> Page extract:
Calling all RMA Ladies (1st page updates)

Sorry for TMI but Ill start by saying last night I was freaking out I was in CVS and had to P so used the bathroom when I went I was spotting very very light pink so I rushed home my husband was calming me saying its normal ect but after 5 m/c's your mind goes crazy!!! It stopped and had like light beige spotting today but its just a tiny bit not even enough to use a panty liner.

Beta in I was 5 away from fully doubling we went from 191 to 377 which she said was good now I have to hold my breath until my 1st u/s next Tuesday :)
 
Congrats Spoiled! Good luck getting through to next week.. this 8 day wait is killing me already!!!
 
YAY Spoiled, great great beta girlie!!!! Hang in there, Tuesday is right around the corner!

Happy Thanksgiving to you ALL!!! Wishing you tons of love and food :)

We find out the genders today, so will post later on tonight! YAY!

> What you need to do:
**A)** In the forum thread, begin at the words "Beta in I was" and stop after "and food :)". Write that passage out again, switching "Tuesday" to "Wednesday".
**B)** Name each distinct number written in digits in the forum thread, counting repeats only once.

> Dataset extract:
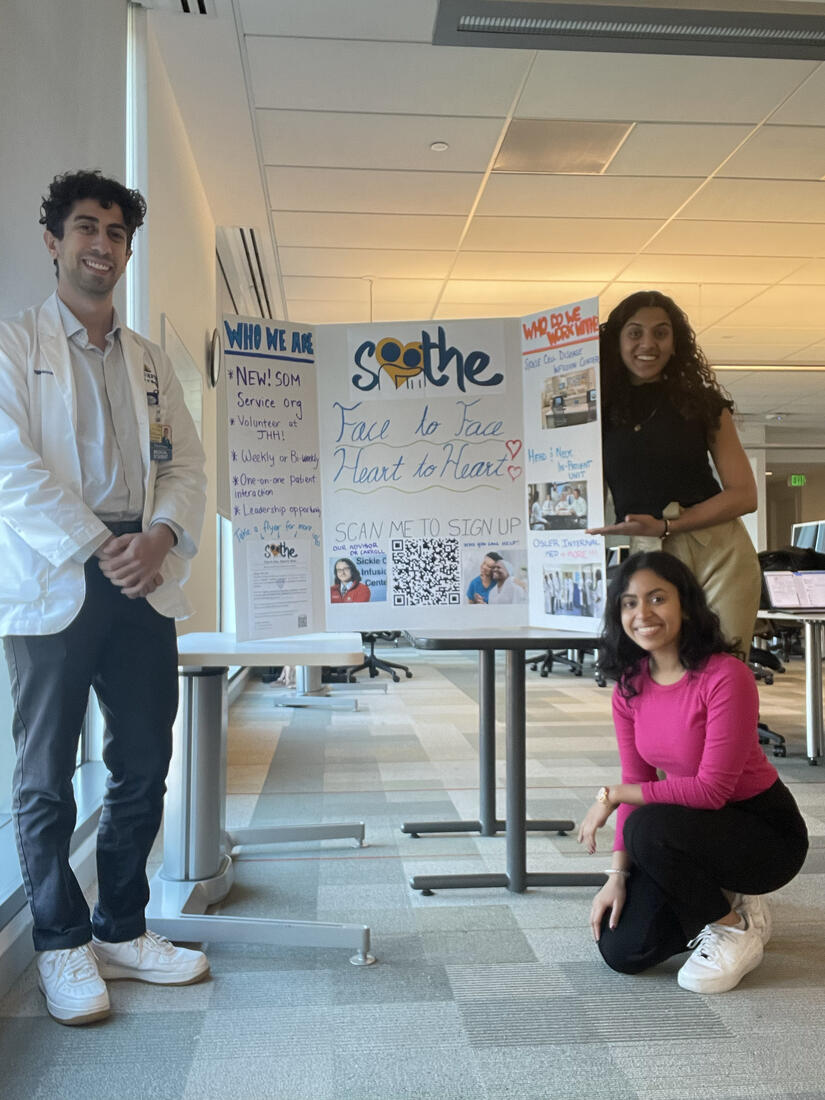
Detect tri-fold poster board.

---

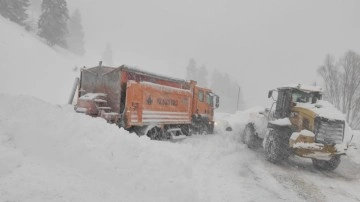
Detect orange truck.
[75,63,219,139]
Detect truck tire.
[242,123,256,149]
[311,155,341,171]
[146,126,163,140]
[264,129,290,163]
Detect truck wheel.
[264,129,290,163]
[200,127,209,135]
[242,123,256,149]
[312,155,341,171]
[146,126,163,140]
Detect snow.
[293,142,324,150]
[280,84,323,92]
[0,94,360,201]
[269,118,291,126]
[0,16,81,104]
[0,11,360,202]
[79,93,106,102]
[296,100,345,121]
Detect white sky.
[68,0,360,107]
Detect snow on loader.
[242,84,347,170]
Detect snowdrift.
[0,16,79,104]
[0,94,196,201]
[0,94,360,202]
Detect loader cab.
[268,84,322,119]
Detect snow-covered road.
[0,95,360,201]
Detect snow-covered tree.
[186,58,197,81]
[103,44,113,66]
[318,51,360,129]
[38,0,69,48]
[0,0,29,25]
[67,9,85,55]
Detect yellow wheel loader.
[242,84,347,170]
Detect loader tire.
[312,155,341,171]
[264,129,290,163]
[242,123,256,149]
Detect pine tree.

> Results:
**A)**
Beta in I was 5 away from fully doubling we went from 191 to 377 which she said was good now I have to hold my breath until my 1st u/s next Wednesday :)
 
Congrats Spoiled! Good luck getting through to next week.. this 8 day wait is killing me already!!!
 
YAY Spoiled, great great beta girlie!!!! Hang in there, Wednesday is right around the corner!

Happy Thanksgiving to you ALL!!! Wishing you tons of love and food :)

**B)** 1st, 5, 191, 377, 8